* Extracted information
----

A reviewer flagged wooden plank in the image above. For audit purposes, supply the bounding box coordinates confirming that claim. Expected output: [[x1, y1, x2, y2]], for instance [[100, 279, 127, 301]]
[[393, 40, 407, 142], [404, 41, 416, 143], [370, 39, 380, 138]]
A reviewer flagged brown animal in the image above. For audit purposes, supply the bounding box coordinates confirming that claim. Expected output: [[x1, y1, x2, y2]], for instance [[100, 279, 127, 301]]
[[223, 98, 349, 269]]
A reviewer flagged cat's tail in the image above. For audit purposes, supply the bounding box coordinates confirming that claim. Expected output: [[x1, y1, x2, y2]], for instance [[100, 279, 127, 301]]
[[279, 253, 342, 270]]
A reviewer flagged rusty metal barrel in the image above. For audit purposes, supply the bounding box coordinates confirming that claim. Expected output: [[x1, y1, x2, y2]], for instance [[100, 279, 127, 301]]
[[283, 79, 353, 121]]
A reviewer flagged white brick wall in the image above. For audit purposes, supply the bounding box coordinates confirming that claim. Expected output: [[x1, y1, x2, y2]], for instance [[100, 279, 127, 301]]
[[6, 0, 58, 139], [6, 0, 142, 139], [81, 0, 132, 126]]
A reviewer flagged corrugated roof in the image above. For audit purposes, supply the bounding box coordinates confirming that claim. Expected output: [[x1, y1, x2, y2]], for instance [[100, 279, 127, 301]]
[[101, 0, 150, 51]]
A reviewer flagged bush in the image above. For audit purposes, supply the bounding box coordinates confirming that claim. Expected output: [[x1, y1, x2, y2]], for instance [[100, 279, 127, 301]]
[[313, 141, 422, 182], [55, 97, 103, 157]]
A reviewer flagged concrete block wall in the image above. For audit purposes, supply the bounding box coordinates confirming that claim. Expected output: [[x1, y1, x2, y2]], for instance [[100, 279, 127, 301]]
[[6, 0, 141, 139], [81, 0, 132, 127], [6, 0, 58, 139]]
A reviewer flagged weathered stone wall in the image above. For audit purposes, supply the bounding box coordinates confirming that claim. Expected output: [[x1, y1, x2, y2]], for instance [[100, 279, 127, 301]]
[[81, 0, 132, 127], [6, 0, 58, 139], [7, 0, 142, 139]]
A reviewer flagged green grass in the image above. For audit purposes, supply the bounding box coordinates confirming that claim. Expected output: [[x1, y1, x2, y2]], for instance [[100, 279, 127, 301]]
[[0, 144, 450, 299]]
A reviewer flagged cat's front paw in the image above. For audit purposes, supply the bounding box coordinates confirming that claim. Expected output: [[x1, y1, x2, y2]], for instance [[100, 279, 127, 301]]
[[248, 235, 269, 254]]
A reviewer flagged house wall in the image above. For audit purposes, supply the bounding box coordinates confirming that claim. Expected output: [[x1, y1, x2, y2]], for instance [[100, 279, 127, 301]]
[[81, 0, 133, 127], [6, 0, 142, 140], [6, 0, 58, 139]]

----

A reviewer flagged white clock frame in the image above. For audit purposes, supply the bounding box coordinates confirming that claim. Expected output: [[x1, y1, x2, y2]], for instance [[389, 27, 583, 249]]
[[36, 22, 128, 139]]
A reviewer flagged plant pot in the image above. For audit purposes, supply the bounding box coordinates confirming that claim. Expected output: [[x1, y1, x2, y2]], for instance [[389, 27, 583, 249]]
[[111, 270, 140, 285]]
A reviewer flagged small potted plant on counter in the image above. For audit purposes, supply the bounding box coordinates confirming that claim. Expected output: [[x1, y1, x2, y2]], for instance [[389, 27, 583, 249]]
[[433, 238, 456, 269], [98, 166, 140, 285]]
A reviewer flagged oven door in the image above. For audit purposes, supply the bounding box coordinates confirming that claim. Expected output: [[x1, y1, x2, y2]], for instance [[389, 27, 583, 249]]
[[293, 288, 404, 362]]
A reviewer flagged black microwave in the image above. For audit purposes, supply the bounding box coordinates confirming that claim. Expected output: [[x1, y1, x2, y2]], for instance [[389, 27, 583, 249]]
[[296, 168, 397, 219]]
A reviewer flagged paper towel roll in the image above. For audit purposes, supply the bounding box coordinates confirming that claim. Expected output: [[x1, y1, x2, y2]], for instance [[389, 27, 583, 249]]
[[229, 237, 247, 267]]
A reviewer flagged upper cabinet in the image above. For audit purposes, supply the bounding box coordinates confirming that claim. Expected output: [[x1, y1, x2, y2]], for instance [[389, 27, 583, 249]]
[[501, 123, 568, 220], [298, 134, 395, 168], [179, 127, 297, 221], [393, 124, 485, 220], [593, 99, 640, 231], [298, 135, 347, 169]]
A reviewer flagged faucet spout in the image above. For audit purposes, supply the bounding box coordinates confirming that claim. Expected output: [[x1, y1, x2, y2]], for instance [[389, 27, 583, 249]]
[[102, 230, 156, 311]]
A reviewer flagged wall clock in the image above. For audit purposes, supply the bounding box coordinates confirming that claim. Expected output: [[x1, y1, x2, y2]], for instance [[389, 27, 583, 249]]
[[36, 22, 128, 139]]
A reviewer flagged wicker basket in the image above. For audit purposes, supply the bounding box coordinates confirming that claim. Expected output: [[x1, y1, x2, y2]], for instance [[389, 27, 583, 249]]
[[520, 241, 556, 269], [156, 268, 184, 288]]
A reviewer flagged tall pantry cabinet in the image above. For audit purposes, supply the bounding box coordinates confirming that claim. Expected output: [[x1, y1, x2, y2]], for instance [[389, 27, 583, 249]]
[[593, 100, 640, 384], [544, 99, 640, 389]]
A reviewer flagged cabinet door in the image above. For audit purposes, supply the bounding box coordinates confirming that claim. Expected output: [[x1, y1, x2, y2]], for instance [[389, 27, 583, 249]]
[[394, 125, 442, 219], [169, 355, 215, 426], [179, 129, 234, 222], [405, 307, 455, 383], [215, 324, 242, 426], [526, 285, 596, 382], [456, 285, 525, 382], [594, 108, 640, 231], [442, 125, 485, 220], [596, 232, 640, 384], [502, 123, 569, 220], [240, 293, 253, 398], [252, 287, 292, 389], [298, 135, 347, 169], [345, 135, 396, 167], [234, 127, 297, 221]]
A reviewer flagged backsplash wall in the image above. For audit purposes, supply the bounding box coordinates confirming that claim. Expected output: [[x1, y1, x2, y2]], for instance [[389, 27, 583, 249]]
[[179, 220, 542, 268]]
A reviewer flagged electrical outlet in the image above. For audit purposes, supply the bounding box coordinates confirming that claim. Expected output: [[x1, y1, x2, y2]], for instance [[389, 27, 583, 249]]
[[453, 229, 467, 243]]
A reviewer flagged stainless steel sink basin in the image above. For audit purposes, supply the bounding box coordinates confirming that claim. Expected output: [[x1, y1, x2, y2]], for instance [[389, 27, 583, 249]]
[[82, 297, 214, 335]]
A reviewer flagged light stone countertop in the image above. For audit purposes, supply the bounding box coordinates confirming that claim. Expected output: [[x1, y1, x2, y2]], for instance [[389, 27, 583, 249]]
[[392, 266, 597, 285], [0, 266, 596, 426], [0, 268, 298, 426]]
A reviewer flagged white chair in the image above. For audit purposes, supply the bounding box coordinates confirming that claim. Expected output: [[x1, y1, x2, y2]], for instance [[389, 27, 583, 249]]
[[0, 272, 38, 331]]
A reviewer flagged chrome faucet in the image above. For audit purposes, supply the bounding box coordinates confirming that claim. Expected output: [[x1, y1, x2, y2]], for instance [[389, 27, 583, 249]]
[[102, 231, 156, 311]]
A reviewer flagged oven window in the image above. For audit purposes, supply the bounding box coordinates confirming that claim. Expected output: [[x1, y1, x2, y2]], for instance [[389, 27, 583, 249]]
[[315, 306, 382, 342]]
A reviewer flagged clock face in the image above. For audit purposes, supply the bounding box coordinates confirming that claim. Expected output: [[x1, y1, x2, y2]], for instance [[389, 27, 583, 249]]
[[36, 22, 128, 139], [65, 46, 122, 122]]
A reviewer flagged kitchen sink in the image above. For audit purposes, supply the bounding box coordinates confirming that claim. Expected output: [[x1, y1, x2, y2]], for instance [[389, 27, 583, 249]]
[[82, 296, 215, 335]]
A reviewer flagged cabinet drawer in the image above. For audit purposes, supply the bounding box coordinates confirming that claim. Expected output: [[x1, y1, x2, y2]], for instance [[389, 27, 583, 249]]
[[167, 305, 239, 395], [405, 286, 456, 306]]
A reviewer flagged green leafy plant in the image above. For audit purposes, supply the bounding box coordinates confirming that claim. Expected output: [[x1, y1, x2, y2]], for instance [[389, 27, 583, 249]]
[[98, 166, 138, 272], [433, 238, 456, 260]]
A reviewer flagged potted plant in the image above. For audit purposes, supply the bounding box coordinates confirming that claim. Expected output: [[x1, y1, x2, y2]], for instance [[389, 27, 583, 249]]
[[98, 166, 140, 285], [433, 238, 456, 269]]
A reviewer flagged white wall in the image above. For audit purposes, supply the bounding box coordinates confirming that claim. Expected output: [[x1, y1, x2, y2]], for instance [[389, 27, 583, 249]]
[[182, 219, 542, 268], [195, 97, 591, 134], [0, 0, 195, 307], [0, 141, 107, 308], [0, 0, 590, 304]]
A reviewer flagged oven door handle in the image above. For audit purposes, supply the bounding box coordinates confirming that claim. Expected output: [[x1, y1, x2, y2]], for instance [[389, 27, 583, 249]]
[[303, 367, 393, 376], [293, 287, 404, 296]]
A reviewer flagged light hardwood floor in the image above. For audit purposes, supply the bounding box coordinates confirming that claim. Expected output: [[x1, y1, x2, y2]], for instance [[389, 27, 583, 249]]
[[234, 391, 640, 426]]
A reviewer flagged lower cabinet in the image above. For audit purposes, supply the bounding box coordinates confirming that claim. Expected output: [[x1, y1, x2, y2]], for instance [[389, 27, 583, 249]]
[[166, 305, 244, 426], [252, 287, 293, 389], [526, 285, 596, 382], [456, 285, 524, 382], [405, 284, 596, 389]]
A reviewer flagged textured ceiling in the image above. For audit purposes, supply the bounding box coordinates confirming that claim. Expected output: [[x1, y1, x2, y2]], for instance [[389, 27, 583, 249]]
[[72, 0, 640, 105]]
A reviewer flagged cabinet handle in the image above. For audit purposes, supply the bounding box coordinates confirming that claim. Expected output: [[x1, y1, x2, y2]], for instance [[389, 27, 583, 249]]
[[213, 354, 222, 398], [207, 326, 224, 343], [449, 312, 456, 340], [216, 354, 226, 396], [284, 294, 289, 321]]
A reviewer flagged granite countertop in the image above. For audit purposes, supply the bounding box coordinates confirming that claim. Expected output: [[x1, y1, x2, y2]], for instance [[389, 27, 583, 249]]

----

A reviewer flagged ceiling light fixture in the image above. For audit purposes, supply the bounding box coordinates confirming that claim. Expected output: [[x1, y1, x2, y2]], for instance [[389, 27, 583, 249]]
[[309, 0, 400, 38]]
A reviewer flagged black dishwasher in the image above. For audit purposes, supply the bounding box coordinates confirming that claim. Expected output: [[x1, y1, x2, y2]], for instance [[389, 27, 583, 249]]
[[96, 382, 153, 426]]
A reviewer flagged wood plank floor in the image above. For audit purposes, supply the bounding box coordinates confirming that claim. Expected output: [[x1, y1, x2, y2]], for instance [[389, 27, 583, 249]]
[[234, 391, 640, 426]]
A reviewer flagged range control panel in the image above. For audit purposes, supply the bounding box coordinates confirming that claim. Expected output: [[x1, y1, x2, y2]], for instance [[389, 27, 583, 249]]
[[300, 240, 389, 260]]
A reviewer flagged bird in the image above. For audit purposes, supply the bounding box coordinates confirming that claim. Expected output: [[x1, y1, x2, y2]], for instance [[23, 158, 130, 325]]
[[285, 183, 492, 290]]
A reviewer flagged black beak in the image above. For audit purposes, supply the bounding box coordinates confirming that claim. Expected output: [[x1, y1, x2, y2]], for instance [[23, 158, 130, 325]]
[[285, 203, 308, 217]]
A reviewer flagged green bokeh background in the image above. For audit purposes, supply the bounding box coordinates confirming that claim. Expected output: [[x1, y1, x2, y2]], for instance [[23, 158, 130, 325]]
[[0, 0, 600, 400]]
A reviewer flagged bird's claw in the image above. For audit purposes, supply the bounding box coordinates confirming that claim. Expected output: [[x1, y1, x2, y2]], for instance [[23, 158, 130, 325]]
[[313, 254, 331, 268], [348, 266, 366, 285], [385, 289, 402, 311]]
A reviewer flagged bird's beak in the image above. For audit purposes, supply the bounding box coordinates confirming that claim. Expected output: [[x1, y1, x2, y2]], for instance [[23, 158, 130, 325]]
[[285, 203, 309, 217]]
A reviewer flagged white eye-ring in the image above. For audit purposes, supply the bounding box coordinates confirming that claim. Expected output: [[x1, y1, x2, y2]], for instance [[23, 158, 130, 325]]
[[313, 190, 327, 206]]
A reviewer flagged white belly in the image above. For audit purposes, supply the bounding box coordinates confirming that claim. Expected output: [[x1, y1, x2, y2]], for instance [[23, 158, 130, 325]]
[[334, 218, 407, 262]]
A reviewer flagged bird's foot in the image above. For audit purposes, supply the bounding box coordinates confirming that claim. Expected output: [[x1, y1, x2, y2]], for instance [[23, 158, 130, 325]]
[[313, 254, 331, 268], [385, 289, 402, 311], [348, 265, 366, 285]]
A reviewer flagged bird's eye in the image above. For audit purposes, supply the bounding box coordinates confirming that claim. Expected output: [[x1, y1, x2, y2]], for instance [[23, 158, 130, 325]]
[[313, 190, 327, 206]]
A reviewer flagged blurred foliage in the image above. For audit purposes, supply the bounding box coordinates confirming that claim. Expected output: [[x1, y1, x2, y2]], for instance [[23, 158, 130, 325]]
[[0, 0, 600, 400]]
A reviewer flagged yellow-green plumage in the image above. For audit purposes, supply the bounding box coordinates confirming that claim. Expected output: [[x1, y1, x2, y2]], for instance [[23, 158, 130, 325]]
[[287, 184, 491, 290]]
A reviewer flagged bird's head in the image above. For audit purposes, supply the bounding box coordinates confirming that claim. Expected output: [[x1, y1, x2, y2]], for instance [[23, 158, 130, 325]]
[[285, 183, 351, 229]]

----

* What the exercise asks
Rescale the listing from the line containing "A reviewer flagged wooden" up to and including the line containing "39, 380, 138]]", and give only those lines again, requests included. Multiply every bounding box coordinate in the answers by 1.7 and round to whole numbers, with halves rounding up, but leave the requests and their sample coordinates unchanged.

* The answer
A reviewer flagged wooden plank in the image above. For audit purposes, supply the bounding box coordinates confirming that claim. Expected output: [[x1, y1, x2, y2]], for instance [[100, 279, 127, 301]]
[[668, 68, 692, 241], [687, 70, 707, 243], [629, 66, 646, 235]]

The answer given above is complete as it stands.